(begin)
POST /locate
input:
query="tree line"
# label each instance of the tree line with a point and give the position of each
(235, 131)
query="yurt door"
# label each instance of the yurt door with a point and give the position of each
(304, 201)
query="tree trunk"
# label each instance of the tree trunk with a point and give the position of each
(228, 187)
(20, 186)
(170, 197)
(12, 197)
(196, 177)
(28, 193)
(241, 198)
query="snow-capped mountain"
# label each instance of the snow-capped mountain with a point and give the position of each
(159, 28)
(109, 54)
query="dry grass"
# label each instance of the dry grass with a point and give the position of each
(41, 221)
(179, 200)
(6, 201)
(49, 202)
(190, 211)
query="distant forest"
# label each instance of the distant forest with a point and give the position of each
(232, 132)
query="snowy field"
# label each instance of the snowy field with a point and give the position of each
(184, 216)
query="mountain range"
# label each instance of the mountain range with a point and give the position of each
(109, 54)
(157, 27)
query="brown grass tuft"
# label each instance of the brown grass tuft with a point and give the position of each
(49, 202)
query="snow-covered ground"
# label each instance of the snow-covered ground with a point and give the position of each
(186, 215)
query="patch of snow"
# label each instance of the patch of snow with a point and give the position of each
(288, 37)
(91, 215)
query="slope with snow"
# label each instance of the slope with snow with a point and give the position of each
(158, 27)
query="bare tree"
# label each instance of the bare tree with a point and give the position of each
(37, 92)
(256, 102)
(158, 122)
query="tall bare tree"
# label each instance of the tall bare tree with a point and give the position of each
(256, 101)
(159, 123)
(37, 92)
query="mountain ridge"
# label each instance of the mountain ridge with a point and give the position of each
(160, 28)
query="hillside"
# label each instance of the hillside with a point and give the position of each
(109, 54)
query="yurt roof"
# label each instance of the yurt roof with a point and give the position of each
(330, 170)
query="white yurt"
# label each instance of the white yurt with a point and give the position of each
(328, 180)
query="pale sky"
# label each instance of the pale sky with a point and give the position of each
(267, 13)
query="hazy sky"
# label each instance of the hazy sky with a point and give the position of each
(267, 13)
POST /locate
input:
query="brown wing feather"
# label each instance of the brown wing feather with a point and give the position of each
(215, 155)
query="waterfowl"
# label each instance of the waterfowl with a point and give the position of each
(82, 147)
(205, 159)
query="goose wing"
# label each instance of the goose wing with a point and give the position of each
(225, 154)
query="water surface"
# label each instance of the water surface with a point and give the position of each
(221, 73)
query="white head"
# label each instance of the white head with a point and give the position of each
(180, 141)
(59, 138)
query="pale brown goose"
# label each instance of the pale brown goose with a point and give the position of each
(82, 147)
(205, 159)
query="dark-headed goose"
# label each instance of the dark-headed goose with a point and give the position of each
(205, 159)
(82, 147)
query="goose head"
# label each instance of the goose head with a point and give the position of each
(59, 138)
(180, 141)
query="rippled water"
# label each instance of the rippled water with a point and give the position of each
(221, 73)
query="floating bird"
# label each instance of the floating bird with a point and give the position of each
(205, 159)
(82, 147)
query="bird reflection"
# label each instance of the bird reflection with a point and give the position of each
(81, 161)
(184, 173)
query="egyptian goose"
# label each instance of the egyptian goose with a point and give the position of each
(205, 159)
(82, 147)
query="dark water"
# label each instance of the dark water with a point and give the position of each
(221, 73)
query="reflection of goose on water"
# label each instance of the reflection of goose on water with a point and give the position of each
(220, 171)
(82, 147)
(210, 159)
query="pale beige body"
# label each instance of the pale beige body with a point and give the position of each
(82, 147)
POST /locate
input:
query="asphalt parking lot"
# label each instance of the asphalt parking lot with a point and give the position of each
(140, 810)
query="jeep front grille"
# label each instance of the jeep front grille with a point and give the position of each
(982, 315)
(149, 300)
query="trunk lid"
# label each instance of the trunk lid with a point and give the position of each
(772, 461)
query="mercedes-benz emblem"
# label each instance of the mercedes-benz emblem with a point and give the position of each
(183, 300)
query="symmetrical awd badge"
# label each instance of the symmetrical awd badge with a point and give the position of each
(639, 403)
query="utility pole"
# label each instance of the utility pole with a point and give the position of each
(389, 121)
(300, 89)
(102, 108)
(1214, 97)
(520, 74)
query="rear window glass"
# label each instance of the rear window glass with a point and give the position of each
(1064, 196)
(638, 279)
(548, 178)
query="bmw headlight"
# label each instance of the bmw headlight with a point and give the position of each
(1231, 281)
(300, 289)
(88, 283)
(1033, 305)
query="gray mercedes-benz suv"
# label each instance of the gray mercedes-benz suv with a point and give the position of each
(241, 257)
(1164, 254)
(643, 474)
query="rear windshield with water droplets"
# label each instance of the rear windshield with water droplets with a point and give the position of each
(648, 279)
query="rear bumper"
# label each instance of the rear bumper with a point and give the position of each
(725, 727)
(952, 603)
(end)
EXERCISE: Write out the whole listing again. Match it word for word.

TASK RESPONSE:
POST /locate
input:
query="tree line"
# label each instance of the tree line with a point and give the position of each
(235, 131)
query="yurt door"
# label each instance of the yurt door with a point and give the position of each
(304, 201)
query="tree trunk"
# label each instance of the tree trunk with a point and give the position of each
(228, 187)
(20, 186)
(170, 197)
(12, 197)
(196, 177)
(28, 193)
(241, 198)
query="snow-capped mountain"
# label each instance of the snow-capped mountain with a point and give the position of each
(159, 28)
(109, 54)
query="dry grass"
# label each instance of the dry grass with a point and give the position of each
(41, 221)
(179, 200)
(6, 201)
(49, 202)
(190, 211)
query="distant forest"
# label each instance of the distant forest with a point and give the position of each
(232, 132)
query="snowy field"
# label each instance of the snowy field with a point and give the position of each
(184, 216)
query="mountain range"
# label each instance of the mountain range with a point and give the position of each
(109, 54)
(157, 27)
query="brown grass tuft"
# label each instance of the brown grass tuft with a point and give the position of each
(49, 202)
query="snow-covered ground"
# label each instance of the snow-covered ground with a point and give the position of each
(186, 215)
query="patch of snow"
# label each instance of the patch of snow with a point and give the position of each
(288, 37)
(91, 215)
query="slope with snow"
# label each instance of the slope with snow with a point and give the position of each
(158, 27)
query="bare tree"
# label each instance of the bare tree with a point and give the position of each
(37, 92)
(256, 102)
(158, 122)
query="tall bare tree"
# label each instance of the tall bare tree with a point and give the position of each
(256, 101)
(159, 123)
(37, 92)
query="mountain ridge"
# label each instance of the mountain ridge with a point and give the position of each
(160, 28)
query="hillside"
# label each instance of the hillside with a point and give the position of each
(109, 54)
query="yurt roof"
# label each instance of the yurt roof with a point and give the position of each
(330, 170)
query="white yurt"
# label each instance of the white yurt with a point and give the position of each
(328, 180)
query="pale sky"
# label each instance of the pale sky with a point and give the position of each
(267, 13)
query="hazy sky"
# label each instance of the hazy sky with a point and give the position of each
(267, 13)
POST /locate
input:
query="brown wing feather"
# label each instance of the brown wing feather with a point and give the position of each
(215, 155)
query="waterfowl"
# label each instance of the waterfowl with a point and give the position of each
(82, 147)
(205, 159)
query="goose wing"
# label each instance of the goose wing with a point and give the position of each
(225, 154)
query="water surface"
# label each instance of the water surface with a point and give the position of each
(221, 73)
query="white head"
# label each instance of the white head with a point and give the position of each
(180, 141)
(59, 138)
query="pale brown goose"
# label each instance of the pale brown goose with a point and give the position of each
(82, 147)
(205, 159)
query="dark-headed goose"
# label each instance of the dark-headed goose with a point and give the position of each
(205, 159)
(82, 147)
query="goose head"
# label each instance of the goose head with a point and give the position of each
(59, 138)
(180, 141)
query="rippled water"
# label each instance of the rippled water with a point and give the position of each
(221, 73)
query="floating bird"
# label each instance of the floating bird with a point and give the position of each
(205, 159)
(82, 147)
query="bird reflection"
# label each instance of the bird reflection with a point and give the position of each
(81, 161)
(184, 173)
query="egyptian goose"
# label each instance of the egyptian goose with a point and give the position of each
(205, 159)
(82, 147)
query="dark water"
# label each instance of the dark water with a point and give the position of each
(221, 73)
query="reflection of goose on water"
# label each instance of the reflection of goose on water with a point and give the position of each
(220, 171)
(82, 147)
(210, 159)
query="pale beige body"
# label each instance of the pale beige body with a point and give the position of each
(82, 147)
POST /locate
input:
query="asphalt parking lot"
# label each instance of the asphalt parking lot with a point and give the position of each
(140, 810)
query="jeep front grille"
# label each instance of the jeep front grille with a point and give the position of each
(982, 315)
(149, 300)
query="trunk lid"
# label each instance of the trunk lid with a point and give the position of each
(772, 461)
query="mercedes-benz emblem"
# label each instance of the mercedes-benz emblem with a point and give the position of each
(183, 300)
query="symmetrical awd badge"
# label each instance of the symmetrical awd badge with a point and give the position of each
(639, 403)
query="utility pole"
# label each instance of the utility pole with a point and give the position of each
(389, 121)
(300, 89)
(102, 108)
(1214, 97)
(520, 74)
query="rear window glass"
# label each instance of the rear window glass with a point and give the position of each
(1064, 196)
(638, 279)
(548, 178)
query="bmw headlight"
# label each instance of the bmw headlight with a point and give the position of each
(1231, 281)
(300, 289)
(88, 283)
(1033, 305)
query="gray mercedes-benz suv"
# label each instance of the gray mercedes-benz suv with a point and give the position of each
(241, 257)
(1164, 254)
(643, 474)
query="rear windshield with water droplets"
# label each instance of the rear windshield with water droplets with a point and give the position of each
(648, 279)
query="rear bumper"
# label each instance of the rear bumper with a point and give the position of each
(725, 727)
(952, 603)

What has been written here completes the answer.